Please print the data again exactly as given.

[Supplied records]
====
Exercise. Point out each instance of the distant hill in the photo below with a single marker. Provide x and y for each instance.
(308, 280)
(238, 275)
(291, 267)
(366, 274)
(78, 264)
====
[Answer to this task]
Exercise. Point out each instance of the distant hill in the photo below with a single marker. Provide x and y for each instance.
(308, 280)
(238, 275)
(291, 267)
(366, 274)
(78, 264)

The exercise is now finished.